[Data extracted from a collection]
:::::

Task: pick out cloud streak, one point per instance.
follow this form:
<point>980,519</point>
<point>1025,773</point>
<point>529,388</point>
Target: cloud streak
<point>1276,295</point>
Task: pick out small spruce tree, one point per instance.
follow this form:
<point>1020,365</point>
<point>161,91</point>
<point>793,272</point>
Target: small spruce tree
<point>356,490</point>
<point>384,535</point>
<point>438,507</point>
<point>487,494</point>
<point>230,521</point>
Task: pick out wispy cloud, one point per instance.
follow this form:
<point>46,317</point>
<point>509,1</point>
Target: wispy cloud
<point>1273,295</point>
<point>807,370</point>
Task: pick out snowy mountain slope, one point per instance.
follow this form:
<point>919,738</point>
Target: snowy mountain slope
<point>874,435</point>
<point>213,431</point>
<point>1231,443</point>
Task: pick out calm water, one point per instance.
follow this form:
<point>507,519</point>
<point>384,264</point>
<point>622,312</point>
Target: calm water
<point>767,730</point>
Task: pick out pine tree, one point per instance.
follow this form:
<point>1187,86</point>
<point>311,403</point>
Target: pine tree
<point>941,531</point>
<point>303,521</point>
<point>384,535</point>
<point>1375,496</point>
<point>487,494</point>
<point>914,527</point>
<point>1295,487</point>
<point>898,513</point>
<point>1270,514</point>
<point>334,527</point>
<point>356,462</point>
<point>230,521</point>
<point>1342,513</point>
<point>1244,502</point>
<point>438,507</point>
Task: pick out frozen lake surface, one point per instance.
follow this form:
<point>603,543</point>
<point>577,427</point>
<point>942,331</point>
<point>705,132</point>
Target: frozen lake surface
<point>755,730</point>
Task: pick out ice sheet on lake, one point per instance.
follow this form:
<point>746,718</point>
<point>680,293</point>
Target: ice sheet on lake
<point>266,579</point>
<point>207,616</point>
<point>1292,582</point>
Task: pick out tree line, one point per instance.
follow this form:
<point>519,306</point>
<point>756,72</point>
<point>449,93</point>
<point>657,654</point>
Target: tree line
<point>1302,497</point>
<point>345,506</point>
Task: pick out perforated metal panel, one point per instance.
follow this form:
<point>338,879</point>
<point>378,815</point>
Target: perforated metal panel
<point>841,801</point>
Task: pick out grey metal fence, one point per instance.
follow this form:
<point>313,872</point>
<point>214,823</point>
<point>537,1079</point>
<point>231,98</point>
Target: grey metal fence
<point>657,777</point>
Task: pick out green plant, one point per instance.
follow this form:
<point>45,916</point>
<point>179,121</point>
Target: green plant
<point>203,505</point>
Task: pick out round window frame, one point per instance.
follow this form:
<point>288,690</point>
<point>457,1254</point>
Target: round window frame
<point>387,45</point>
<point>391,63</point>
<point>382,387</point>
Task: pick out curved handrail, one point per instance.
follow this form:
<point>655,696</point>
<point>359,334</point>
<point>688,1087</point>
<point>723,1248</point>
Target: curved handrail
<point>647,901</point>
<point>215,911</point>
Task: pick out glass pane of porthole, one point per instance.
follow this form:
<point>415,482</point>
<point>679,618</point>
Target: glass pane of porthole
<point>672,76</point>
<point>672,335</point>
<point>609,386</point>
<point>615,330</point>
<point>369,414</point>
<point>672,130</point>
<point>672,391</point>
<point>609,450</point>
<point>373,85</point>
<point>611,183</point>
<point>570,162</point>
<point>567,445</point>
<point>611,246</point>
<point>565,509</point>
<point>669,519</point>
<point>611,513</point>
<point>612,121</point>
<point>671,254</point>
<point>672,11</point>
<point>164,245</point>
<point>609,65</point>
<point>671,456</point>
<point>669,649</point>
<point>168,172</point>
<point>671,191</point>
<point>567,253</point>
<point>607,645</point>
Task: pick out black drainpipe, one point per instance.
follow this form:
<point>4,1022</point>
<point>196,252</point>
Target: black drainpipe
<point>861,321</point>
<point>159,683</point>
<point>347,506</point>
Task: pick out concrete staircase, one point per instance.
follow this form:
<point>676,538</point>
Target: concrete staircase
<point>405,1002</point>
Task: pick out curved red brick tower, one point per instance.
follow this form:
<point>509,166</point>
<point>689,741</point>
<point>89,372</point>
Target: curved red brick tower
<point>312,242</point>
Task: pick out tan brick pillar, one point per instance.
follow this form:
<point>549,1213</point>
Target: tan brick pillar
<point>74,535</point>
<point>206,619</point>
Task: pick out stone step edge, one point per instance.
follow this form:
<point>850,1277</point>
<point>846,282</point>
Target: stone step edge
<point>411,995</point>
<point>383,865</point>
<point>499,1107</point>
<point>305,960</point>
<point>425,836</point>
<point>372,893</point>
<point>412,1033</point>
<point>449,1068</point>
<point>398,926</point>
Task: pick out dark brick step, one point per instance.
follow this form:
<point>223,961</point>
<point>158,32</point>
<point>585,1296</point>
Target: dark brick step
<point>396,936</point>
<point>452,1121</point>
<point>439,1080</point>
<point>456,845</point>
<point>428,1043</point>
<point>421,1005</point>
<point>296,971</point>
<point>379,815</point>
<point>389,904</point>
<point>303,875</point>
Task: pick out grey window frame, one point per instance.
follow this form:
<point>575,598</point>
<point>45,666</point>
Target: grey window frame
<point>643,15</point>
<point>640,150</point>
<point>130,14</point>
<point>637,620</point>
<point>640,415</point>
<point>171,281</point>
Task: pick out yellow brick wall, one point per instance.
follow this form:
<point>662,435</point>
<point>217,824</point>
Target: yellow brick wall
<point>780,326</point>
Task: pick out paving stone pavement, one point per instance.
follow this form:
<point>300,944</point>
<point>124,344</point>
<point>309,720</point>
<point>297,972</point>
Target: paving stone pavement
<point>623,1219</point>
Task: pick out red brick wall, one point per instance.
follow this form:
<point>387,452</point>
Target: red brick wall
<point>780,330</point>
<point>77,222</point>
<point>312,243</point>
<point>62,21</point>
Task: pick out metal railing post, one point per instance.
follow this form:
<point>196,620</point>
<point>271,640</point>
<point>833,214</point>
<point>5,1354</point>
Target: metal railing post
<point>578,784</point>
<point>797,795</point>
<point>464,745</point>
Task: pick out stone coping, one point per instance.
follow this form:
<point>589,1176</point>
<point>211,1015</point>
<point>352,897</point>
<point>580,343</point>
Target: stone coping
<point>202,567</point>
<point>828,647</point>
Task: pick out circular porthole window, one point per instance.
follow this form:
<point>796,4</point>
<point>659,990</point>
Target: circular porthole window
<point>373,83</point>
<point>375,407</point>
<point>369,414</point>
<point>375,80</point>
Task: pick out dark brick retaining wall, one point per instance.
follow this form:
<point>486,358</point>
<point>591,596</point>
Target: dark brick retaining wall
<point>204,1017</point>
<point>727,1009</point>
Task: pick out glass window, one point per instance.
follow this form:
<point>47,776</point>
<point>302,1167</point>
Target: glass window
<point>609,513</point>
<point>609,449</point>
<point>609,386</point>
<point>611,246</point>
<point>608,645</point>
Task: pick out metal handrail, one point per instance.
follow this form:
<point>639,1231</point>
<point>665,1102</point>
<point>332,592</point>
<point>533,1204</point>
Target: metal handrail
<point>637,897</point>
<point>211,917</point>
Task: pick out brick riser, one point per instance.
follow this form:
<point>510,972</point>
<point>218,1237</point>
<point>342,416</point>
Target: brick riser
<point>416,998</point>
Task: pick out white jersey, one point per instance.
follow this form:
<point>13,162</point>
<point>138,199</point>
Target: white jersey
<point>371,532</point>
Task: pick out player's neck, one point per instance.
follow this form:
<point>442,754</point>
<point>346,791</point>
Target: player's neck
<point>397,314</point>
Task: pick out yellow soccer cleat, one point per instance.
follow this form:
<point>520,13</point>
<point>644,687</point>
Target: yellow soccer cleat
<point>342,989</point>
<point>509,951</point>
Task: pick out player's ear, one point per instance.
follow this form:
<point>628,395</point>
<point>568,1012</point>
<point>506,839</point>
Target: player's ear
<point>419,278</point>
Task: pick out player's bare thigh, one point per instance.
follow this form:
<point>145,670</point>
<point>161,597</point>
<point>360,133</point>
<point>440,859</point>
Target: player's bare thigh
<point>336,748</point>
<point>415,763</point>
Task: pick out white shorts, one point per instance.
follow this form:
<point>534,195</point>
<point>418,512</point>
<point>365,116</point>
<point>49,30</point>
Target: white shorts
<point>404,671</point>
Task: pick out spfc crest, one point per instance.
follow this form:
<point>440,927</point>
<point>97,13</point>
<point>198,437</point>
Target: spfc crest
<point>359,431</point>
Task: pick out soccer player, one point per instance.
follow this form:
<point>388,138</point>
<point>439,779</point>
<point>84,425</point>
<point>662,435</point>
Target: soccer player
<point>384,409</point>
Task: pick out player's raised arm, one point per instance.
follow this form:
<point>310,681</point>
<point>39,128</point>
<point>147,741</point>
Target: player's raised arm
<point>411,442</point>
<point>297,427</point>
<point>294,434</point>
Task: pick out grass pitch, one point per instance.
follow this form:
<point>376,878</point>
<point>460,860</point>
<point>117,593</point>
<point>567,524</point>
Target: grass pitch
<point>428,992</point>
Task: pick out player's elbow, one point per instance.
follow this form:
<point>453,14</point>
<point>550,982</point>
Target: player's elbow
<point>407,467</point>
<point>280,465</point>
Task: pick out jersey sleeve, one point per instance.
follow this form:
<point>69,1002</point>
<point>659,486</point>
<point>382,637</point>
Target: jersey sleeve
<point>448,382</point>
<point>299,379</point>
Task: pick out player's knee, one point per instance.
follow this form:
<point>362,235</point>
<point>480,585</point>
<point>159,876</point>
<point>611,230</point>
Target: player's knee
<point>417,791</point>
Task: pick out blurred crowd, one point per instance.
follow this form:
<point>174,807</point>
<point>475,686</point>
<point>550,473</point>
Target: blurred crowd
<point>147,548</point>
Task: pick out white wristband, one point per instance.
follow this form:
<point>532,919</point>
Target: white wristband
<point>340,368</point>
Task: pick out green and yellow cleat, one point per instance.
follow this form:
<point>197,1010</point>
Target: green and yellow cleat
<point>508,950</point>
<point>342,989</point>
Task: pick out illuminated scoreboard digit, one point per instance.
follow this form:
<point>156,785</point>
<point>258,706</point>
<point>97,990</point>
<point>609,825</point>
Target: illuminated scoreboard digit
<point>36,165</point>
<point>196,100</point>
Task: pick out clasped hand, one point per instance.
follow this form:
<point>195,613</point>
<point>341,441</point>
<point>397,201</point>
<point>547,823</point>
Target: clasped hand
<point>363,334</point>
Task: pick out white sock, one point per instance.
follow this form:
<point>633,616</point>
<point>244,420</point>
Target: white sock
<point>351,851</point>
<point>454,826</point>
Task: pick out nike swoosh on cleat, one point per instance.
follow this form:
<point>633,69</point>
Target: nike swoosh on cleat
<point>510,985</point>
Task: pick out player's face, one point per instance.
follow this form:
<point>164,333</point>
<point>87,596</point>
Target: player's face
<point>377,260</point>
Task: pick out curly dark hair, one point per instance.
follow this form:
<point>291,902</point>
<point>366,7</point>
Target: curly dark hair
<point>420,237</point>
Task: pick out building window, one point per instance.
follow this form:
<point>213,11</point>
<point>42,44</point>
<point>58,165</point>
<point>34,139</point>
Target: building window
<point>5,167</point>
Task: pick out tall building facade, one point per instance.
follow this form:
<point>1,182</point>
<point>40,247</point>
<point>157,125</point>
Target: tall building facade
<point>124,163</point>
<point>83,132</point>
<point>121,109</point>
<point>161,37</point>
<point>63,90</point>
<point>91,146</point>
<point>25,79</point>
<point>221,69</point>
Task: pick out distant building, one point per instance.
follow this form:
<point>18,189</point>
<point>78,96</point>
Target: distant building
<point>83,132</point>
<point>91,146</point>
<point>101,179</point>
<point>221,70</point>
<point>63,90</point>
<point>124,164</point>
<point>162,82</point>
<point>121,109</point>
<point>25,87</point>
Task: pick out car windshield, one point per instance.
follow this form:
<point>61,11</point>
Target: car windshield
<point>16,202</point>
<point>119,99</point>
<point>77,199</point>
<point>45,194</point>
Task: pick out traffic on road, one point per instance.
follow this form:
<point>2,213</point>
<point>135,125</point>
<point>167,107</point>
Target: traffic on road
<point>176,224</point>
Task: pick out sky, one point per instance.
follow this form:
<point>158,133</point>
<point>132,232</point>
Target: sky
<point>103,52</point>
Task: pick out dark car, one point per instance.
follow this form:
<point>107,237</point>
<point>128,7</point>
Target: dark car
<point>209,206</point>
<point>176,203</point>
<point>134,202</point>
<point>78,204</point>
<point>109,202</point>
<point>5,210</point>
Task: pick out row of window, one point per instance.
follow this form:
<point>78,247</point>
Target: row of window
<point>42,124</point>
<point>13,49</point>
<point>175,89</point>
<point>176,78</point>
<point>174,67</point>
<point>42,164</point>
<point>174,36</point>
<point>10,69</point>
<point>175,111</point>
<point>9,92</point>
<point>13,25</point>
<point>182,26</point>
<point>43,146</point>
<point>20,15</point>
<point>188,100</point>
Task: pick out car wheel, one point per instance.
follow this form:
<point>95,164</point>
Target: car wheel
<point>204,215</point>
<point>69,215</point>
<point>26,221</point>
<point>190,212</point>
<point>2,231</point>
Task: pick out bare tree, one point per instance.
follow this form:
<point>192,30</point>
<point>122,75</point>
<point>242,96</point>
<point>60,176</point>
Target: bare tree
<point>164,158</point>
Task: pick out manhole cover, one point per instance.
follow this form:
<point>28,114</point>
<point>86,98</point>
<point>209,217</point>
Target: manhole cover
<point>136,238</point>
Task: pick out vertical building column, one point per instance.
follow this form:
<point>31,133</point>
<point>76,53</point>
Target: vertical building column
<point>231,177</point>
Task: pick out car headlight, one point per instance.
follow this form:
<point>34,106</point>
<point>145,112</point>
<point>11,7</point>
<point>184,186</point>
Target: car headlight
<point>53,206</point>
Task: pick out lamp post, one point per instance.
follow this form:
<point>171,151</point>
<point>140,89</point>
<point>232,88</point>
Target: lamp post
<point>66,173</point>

:::::

#### ABOUT THIS EXERCISE:
Would you reproduce, word for word, the lines from the one holding "<point>28,114</point>" through the final line of the entries, both included?

#### TASK SOLUTION:
<point>28,114</point>
<point>86,98</point>
<point>209,217</point>
Target: manhole cover
<point>136,238</point>
Task: pick out vertical building column, one point per instance.
follow this form:
<point>31,133</point>
<point>76,53</point>
Target: vertical building column
<point>231,177</point>
Task: pick out car headlight, one point per instance.
follow this form:
<point>34,106</point>
<point>145,112</point>
<point>11,7</point>
<point>184,186</point>
Target: car headlight
<point>53,206</point>
Task: pick out lamp post, one point per instance.
follow this form:
<point>171,151</point>
<point>140,89</point>
<point>232,88</point>
Target: lamp post
<point>66,173</point>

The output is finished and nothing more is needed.